• [PROBLEM REQUIREMENTS] Echo every line of the listing below word for word, changing nothing.

* Start AVAILABLE DATA *

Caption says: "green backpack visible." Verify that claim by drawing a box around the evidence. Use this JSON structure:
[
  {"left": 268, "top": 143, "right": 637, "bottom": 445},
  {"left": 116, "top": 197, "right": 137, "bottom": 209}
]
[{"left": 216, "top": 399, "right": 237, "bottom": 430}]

* End AVAILABLE DATA *

• [THE COMPLETED TASK]
Caption says: "green backpack visible." Verify that claim by drawing a box around the evidence. Use this JSON structure:
[
  {"left": 268, "top": 143, "right": 637, "bottom": 445},
  {"left": 116, "top": 197, "right": 137, "bottom": 209}
]
[{"left": 216, "top": 399, "right": 237, "bottom": 430}]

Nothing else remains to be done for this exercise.